(DIRECTIVE): Reproduce nothing but the closing run of lines: the line with "Target: knit sweater" and each line that follows it to the end of the data.

[Point annotation records]
***

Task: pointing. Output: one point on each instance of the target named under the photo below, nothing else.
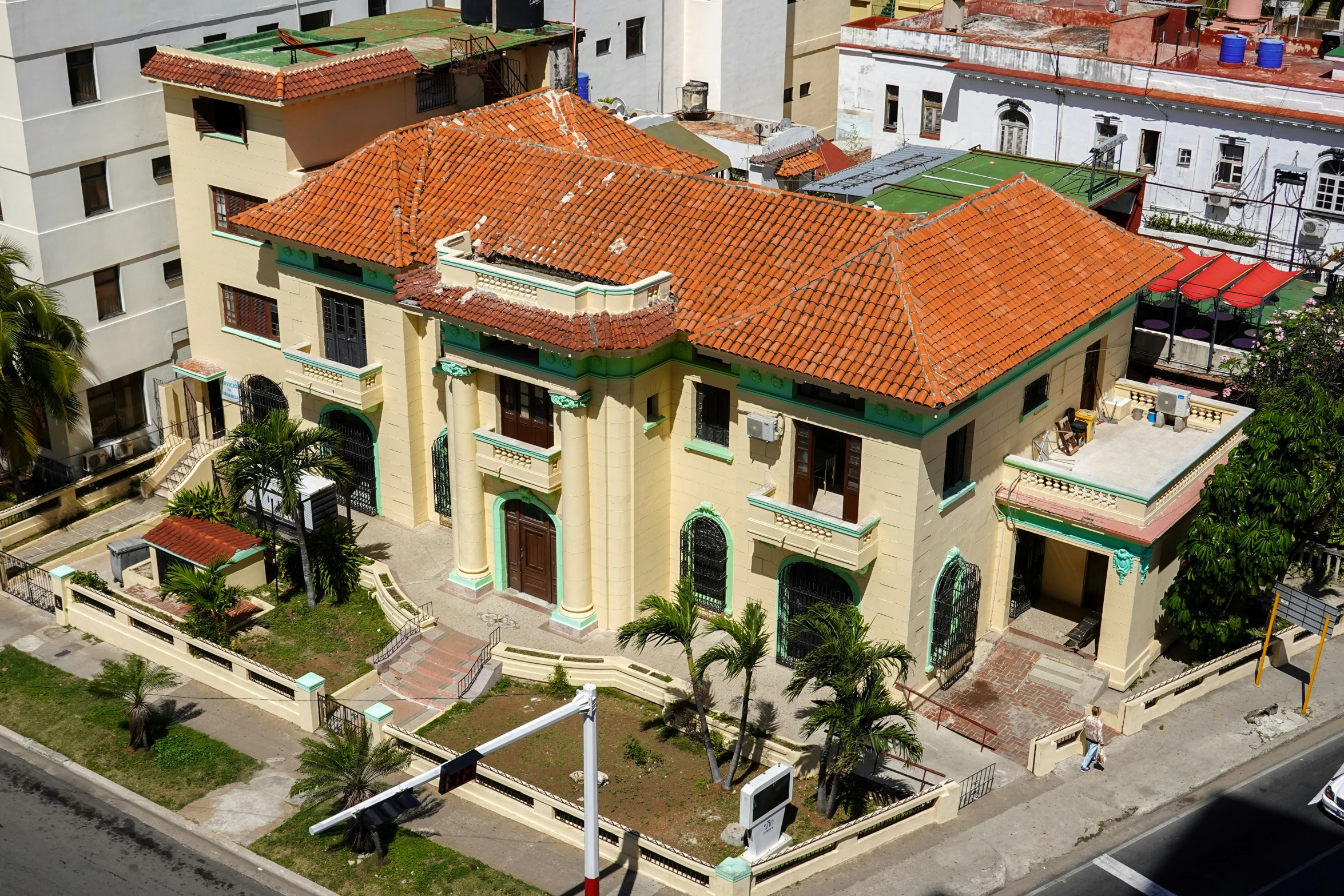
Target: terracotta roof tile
(638, 329)
(199, 540)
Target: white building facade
(86, 180)
(1222, 147)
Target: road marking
(1131, 876)
(1303, 867)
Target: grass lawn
(53, 707)
(333, 640)
(669, 795)
(413, 864)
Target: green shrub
(206, 501)
(183, 747)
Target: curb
(171, 817)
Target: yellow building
(608, 371)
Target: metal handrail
(943, 708)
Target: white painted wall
(43, 140)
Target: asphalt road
(1256, 837)
(57, 839)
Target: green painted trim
(855, 529)
(706, 509)
(232, 139)
(709, 449)
(956, 495)
(241, 240)
(252, 336)
(514, 445)
(352, 372)
(373, 430)
(502, 562)
(198, 376)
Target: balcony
(358, 387)
(853, 546)
(1131, 473)
(516, 461)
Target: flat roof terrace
(428, 34)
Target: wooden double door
(530, 548)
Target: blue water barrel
(1270, 53)
(1233, 51)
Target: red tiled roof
(199, 540)
(638, 329)
(275, 85)
(795, 166)
(924, 310)
(559, 118)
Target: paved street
(1256, 839)
(58, 839)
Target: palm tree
(343, 768)
(275, 455)
(209, 595)
(132, 682)
(741, 653)
(857, 719)
(678, 622)
(840, 662)
(39, 359)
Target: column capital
(454, 368)
(571, 402)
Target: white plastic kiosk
(761, 812)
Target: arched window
(801, 586)
(1012, 132)
(705, 558)
(1330, 186)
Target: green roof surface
(435, 27)
(956, 179)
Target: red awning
(1190, 264)
(1212, 280)
(1258, 285)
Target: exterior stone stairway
(432, 668)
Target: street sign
(761, 810)
(459, 771)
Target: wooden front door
(530, 546)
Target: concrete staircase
(432, 667)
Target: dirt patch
(669, 797)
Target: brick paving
(1003, 698)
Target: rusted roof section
(639, 329)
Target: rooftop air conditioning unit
(1172, 402)
(93, 461)
(1316, 228)
(765, 428)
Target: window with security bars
(228, 203)
(931, 114)
(705, 560)
(1330, 186)
(250, 313)
(343, 329)
(1014, 131)
(435, 89)
(711, 413)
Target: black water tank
(515, 15)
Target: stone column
(575, 608)
(474, 566)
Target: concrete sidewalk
(1004, 836)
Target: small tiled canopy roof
(918, 309)
(199, 540)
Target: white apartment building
(762, 59)
(86, 179)
(1222, 147)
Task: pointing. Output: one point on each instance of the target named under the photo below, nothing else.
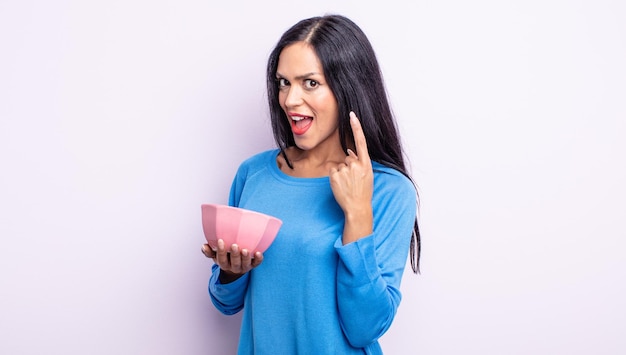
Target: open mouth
(300, 123)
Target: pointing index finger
(359, 137)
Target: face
(307, 100)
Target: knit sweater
(312, 294)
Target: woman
(330, 281)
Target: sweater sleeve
(227, 298)
(370, 269)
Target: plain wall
(119, 118)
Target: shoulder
(385, 176)
(258, 161)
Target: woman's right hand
(233, 263)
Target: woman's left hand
(352, 183)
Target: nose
(293, 96)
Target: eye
(282, 82)
(311, 84)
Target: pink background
(119, 118)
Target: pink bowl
(250, 230)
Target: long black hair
(353, 74)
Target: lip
(302, 129)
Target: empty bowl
(248, 229)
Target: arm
(370, 269)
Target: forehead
(297, 59)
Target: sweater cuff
(230, 292)
(358, 265)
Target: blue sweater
(311, 294)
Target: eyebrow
(299, 77)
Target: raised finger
(258, 259)
(222, 254)
(208, 252)
(359, 138)
(235, 258)
(245, 258)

***

(FINISHED EXERCISE):
Target: knit sweater
(312, 294)
Target: woman
(330, 281)
Target: sweater sleeve
(227, 298)
(370, 269)
Target: plain wall
(119, 118)
Target: shoulder
(385, 176)
(258, 161)
Target: woman's right hand
(233, 263)
Target: woman's left hand
(352, 183)
Target: nose
(293, 96)
Target: eye
(282, 82)
(311, 84)
Target: pink background
(119, 118)
Target: pink bowl
(250, 230)
Target: long black hair
(353, 74)
Target: lip
(302, 129)
Target: empty bowl
(248, 229)
Target: arm
(370, 269)
Target: forehead
(297, 59)
Target: sweater cuff
(230, 292)
(358, 265)
Target: blue sweater
(311, 294)
Target: eyebrow
(299, 77)
Target: raised finger
(258, 259)
(222, 254)
(208, 252)
(359, 138)
(235, 258)
(245, 258)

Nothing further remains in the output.